▸ **Tasks**
1 > In the article about the woodworking retiree, how many hours does Smith need to make one chair?
2 > From the article about the woodworking retiree, return the passage that begins at the words "So far, he has" and stops after "each one together.".
3 > Does each statement below agree with the article about the woodworking retiree? Answer yes or no for each and quote the words from the article that decide it.
(a) Smith's chairs are fastened with nails.
(b) Smith spent three years building his home on Lake Eufaula.
(c) Smith donates his toys to a hospital in Huntsville.

▸ **Text excerpt**
--------------------------------------------------
84-year-old retiree crafts wooden chairs, toys for children in need
Giving back has been a lifelong passion for Paul Smith.
The 84-year-old Parkway Place member spent more than 30 years as a missionary in the Middle East, and he now dedicates his time making wooden chairs and toys for children in need.
Smith spends his time in the workshop at the senior living community perfecting a craft he finds extremely gratifying.
So far, he has made nearly 30 chairs and dozens of toys that he has donated to children.
The chairs require no nails or screws and fit together like a jigsaw puzzle. They were originally called “puzzle chairs,” but Smith renamed them “gospel chairs” because a cross pin holds each one together.
A lot of hard work and dedication goes into each chair, which takes Smith about 12 hours to make. He then donates the chairs to local organizations.
As for the toys, they are mostly wooden cars, and he donates them to the hospitality house at the Texas State Penitentiary in Huntsville so young children have something to play with when visiting family members.
“When I was overseas, I did a little woodworking if I could get my hands on the materials,” said Smith. “When we returned to the U.S. and moved to Oklahoma, I decided to build a home on Lake Eufaula. It took me three years to build it, but I did it on my own and it was our dream home. That’s when I really started getting into woodworking.
--------------------------------------------------
▸ **Raw data**
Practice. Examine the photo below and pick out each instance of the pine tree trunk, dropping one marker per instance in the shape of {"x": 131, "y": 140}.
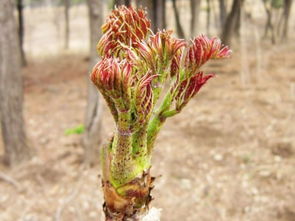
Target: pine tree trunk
{"x": 156, "y": 11}
{"x": 179, "y": 29}
{"x": 122, "y": 2}
{"x": 195, "y": 12}
{"x": 230, "y": 23}
{"x": 208, "y": 16}
{"x": 222, "y": 11}
{"x": 160, "y": 13}
{"x": 287, "y": 10}
{"x": 21, "y": 31}
{"x": 92, "y": 137}
{"x": 11, "y": 89}
{"x": 67, "y": 4}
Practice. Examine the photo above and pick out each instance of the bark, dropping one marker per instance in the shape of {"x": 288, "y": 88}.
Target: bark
{"x": 269, "y": 26}
{"x": 287, "y": 11}
{"x": 11, "y": 89}
{"x": 160, "y": 14}
{"x": 230, "y": 23}
{"x": 195, "y": 12}
{"x": 179, "y": 29}
{"x": 122, "y": 2}
{"x": 222, "y": 12}
{"x": 92, "y": 137}
{"x": 21, "y": 31}
{"x": 67, "y": 5}
{"x": 156, "y": 11}
{"x": 208, "y": 16}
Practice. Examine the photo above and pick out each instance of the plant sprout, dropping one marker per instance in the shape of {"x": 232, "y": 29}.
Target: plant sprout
--------------------------------------------------
▸ **Response list**
1 > About 12 hours.

2 >
So far, he has made nearly 30 chairs and dozens of toys that he has donated to children.
The chairs require no nails or screws and fit together like a jigsaw puzzle. They were originally called “puzzle chairs,” but Smith renamed them “gospel chairs” because a cross pin holds each one together.

3 >
(a) No: "The chairs require no nails or screws"
(b) Yes: "It took me three years to build it"
(c) No: "he donates them to the hospitality house at the Texas State Penitentiary in Huntsville"